[start]

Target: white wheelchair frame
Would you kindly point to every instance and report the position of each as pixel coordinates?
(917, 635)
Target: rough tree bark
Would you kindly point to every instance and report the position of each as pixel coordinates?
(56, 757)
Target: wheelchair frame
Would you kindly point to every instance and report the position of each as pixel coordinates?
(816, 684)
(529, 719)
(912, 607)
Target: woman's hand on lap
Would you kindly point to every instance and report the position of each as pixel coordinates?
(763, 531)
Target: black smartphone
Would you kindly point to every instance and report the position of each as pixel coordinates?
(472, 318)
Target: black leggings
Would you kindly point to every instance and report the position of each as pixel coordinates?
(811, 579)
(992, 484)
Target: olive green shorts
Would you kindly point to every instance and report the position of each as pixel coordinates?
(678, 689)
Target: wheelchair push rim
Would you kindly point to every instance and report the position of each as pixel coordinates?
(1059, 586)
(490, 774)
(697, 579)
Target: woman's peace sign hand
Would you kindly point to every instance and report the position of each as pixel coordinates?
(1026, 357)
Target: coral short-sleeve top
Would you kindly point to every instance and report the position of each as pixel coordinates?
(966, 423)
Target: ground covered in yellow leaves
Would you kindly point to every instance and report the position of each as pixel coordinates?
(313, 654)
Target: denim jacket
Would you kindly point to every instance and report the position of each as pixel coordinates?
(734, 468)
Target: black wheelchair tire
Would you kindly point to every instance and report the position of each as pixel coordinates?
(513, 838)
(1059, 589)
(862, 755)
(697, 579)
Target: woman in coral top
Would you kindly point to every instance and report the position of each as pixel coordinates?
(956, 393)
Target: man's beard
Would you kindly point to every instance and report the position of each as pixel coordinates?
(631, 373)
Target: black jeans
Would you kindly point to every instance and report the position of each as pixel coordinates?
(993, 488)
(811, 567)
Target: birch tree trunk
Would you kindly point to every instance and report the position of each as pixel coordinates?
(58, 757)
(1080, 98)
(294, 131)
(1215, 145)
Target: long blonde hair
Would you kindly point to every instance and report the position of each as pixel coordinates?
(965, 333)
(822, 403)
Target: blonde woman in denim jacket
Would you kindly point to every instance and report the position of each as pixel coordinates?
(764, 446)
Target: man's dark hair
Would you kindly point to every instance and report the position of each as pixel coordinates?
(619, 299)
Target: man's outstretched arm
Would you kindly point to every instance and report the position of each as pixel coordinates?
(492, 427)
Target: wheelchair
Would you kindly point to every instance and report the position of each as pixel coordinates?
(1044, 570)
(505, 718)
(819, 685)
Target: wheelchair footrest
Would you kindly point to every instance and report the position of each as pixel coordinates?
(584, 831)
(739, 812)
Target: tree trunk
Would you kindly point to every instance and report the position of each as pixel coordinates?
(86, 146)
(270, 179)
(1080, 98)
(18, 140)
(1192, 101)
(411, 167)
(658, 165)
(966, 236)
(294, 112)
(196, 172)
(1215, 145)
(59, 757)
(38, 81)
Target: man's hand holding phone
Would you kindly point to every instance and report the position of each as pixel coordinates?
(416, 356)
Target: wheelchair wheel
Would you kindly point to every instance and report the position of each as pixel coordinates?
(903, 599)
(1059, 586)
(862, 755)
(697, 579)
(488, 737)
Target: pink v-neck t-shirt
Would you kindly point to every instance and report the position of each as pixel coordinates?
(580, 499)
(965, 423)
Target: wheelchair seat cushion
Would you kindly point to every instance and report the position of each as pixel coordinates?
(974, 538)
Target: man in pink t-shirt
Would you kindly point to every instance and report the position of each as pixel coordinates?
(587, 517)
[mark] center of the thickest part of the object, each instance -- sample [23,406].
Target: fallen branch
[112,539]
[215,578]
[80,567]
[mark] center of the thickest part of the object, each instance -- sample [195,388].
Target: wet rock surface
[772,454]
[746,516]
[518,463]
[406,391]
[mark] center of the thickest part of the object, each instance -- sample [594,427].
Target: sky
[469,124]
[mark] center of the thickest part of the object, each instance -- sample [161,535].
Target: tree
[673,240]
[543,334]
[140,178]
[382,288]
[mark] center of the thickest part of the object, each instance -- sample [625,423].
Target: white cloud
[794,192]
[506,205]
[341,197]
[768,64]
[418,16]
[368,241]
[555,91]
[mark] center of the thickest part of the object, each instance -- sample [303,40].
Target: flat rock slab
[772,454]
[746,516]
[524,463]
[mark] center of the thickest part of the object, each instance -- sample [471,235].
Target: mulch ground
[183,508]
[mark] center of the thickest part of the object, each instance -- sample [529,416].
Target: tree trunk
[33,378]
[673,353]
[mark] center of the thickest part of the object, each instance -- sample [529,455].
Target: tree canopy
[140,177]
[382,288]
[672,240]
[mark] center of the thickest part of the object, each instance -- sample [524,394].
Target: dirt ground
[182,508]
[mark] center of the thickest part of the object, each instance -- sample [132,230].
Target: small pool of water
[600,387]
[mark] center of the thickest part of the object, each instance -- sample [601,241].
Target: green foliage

[end]

**DIRECTION**
The lines above should be duplicated exactly.

**SOLUTION TO THIS PROBLEM**
Target: white wheelchair frame
Would you kindly point to every instance and report the position of each as pixel coordinates?
(917, 635)
Target: rough tree bark
Would you kindly point to every instance and report the position of each as pixel coordinates?
(56, 757)
Target: wheelchair frame
Would you kindly point to every instance and report the position of each as pixel coordinates?
(816, 684)
(529, 719)
(912, 607)
Target: woman's hand on lap
Would you kindly point to every instance and report the position of each as pixel coordinates?
(763, 531)
Target: black smartphone
Would you kindly point to every instance and report the position of each as pixel coordinates?
(472, 318)
Target: black leggings
Would you kindly point to every instance and report the position of each as pixel coordinates?
(811, 579)
(992, 484)
Target: olive green shorts
Would you kindly point to every instance and report the position of each as pixel coordinates?
(678, 689)
Target: wheelchair push rim
Would you kindly point to every instance and report the position of each as pixel coordinates?
(1059, 586)
(490, 774)
(697, 579)
Target: woman's peace sign hand
Would you kindly point to every instance and report the position of each as pixel coordinates?
(1026, 357)
Target: coral short-sleeve top
Would you kindly point to every instance and report the position of each as pixel coordinates?
(966, 423)
Target: ground covered in yellow leaves
Would you kindly point to every instance and report the position of each as pixel coordinates?
(313, 654)
Target: denim jacket
Would you kindly point to every instance and report the position of each as pixel coordinates?
(734, 468)
Target: black wheelchair tire
Would you kindly point to every instance and report the position of each as pixel coordinates?
(513, 838)
(1059, 589)
(862, 755)
(697, 579)
Target: woman in coral top
Would you kindly point to every instance and report the position of each as pixel coordinates?
(956, 393)
Target: man's beard
Would you kindly point to every instance and report the position of each as pixel coordinates?
(631, 373)
Target: black jeans
Would you kindly point to every instance and report the position of each as pixel coordinates?
(993, 488)
(811, 567)
Target: birch tree trunk
Would you kindly point to every instance and report the position of each as pixel coordinates?
(58, 757)
(1080, 98)
(294, 131)
(1215, 145)
Target: long blonde hair
Would you kindly point to every instance and report the position of each as pixel coordinates?
(965, 333)
(822, 403)
Target: blonde woman in denim jacket
Would you kindly point to every instance and report the position of each as pixel coordinates?
(764, 446)
Target: man's dark hair
Would you kindly point to every instance and report the position of each as pixel coordinates?
(619, 299)
Target: man's outstretched arm
Would you kindly point to every instance and report the position of each as pixel coordinates?
(492, 427)
Target: wheelchair
Would you kindly point to every instance and report the position of each as pixel coordinates?
(1044, 570)
(505, 718)
(819, 685)
Target: wheelchair footrest
Would you kindly point to every instance and report the position of each as pixel coordinates?
(584, 831)
(739, 812)
Target: tree trunk
Would you kindly point to every instance and report the position of each as pixel coordinates?
(86, 146)
(270, 179)
(1080, 98)
(18, 140)
(1192, 101)
(411, 167)
(658, 165)
(966, 236)
(294, 112)
(196, 172)
(1215, 145)
(59, 757)
(38, 81)
Target: man's hand holding phone
Would you kindly point to every instance and report the position of each as pixel coordinates?
(416, 356)
Target: wheelchair wheel
Would you kindly point to every instance and report the position of each as pixel coordinates?
(903, 599)
(1059, 586)
(862, 755)
(697, 579)
(488, 737)
Target: pink v-neck t-shirt
Would you kindly point to every instance and report the position of each as pixel coordinates?
(580, 499)
(965, 423)
Target: wheelchair seat cushion
Would you kindly point to every instance and report the position of each as pixel coordinates?
(974, 538)
Target: man in pink t-shirt
Would you kindly point to every instance and report the position of each as pixel coordinates?
(587, 517)
[mark] center of the thickest part of the object, each instance -- sample [23,406].
Target: fallen branch
[112,539]
[215,578]
[80,567]
[mark] center of the thickest part of the object, each instance -- sample [195,388].
Target: wet rock surface
[772,454]
[746,516]
[518,463]
[406,391]
[mark] center of the thickest part of the object, each instance -- sample [594,427].
Target: sky
[469,124]
[mark] center of the thickest part of the object, each instance -- sample [161,535].
Target: tree
[673,240]
[543,334]
[140,178]
[382,288]
[mark] center of the thickest part of the object, each instance -- sample [625,423].
Target: white cloud
[794,192]
[506,205]
[341,197]
[768,64]
[418,16]
[368,241]
[555,91]
[mark] center of the thickest part of the object, each instance -- sample [303,40].
Target: flat rock slab
[772,454]
[746,516]
[524,463]
[mark] center of the thickest part of the object, each instance -- sample [471,235].
Target: mulch ground
[183,508]
[mark] center of the thickest part of the object, each instance -- sample [529,416].
Target: tree trunk
[33,378]
[673,353]
[mark] center of the thickest part of the object, each instance -- sample [529,455].
Target: tree canopy
[140,177]
[382,288]
[672,240]
[mark] center of the thickest part of the object, each instance -- sample [524,394].
Target: dirt ground
[182,508]
[mark] center of the thickest part of the object, each instance -- sample [132,230].
Target: small pool of water
[600,387]
[mark] center of the thickest part of the object, each instance -- sample [601,241].
Target: green foliage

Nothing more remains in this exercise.